Selected extract —
•••••
- Written by: Garfield Reeves-Stevens Judith Reeves-Stevens
- Directed by: George Mihalka
- Starring: Michael Riley Lothaire Bluteau Pascale Bussières
- Narrated by: William Shatner
- Country of origin: Canada
- Original language: English
- No. of episodes: 2

Production
- Executive producers: Arnie Gelbart Ken MacDonald Phyllis Platt
- Producer: Pia Marquard

Original release
- Network: Discovery Channel Canada
- Release: September 23 – September 30, 2007

= Race to Mars =

2007 Canadian TV mini-series

Race to Mars is a 2007 Canadian television mini-series about a fictitious mission to Mars that is based on contemporary international research. The first part aired on Discovery Channel Canada and its High Definition channel on September 23, 2007 and the second part on September 30. It was produced in association with Galafilm Inc. William Shatner narrates the miniseries.

A companion book of the same title, written by Dana Berry, was also published in September 2007. It was offered as a selection of the Science Fiction Book Club.

Mars Rising, a companion 6-episode documentary mini-series, aired from October 7 to October 21, 2007, using sequences shot for Race to Mars.

== Plot ==

The four-hour mini-series begins in the year 2026, with a test lander exploding on landing. Jumping to 2029, the narrator explains the mission, 'Project Olympus' and shows the four NTR spacecraft: Cargo lander Shirase, Mars Surface Habitat Atlantis, Mars lander Gagarin, and Crew Transfer Vehicle Terra Nova. In early 2030, the international crew of six astronauts from the United States, Russia, France, Canada and Japan board Terra Nova to begin their 582 day journey to Mars and back. They suffer numerous equipment failures along the way, eventually traced back to fraud on the part of a subcontractor. The international team is racing against China, who have already landed a robot on Mars. The astronauts land on Mars, but astrobiologist Hiromi's arm is broken by a faulty landing gear. Later, the Chinese robot finds water, but it contains too much calcium chloride for it to contain life. The crew's drilling equipment is irreparably damaged by a Martian dust devil. The crew sends an impassioned plea back to Earth, asking to allow them to cannibalize the Chinese robot lander, saying that the exploration of Mars should be for humankind and not be limited by politics.
•••••
Source material —
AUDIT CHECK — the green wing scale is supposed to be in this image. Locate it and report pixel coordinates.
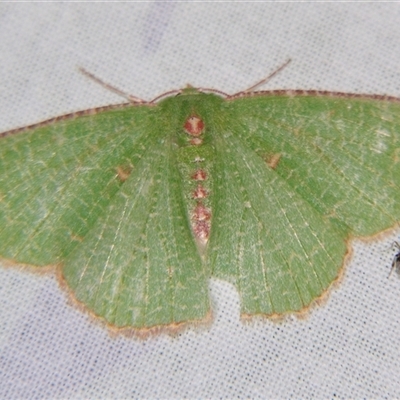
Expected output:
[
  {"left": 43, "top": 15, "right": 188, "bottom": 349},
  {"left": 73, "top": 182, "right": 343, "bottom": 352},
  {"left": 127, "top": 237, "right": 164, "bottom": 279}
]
[{"left": 0, "top": 88, "right": 400, "bottom": 334}]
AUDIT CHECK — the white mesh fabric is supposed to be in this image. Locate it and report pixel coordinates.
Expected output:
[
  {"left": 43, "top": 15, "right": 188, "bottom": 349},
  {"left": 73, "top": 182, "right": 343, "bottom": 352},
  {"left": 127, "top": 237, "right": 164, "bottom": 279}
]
[{"left": 0, "top": 2, "right": 400, "bottom": 398}]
•••••
What you will do —
According to the Race to Mars text, how many days does the crew's journey to Mars and back take?

Solved problem —
The journey takes 582 days.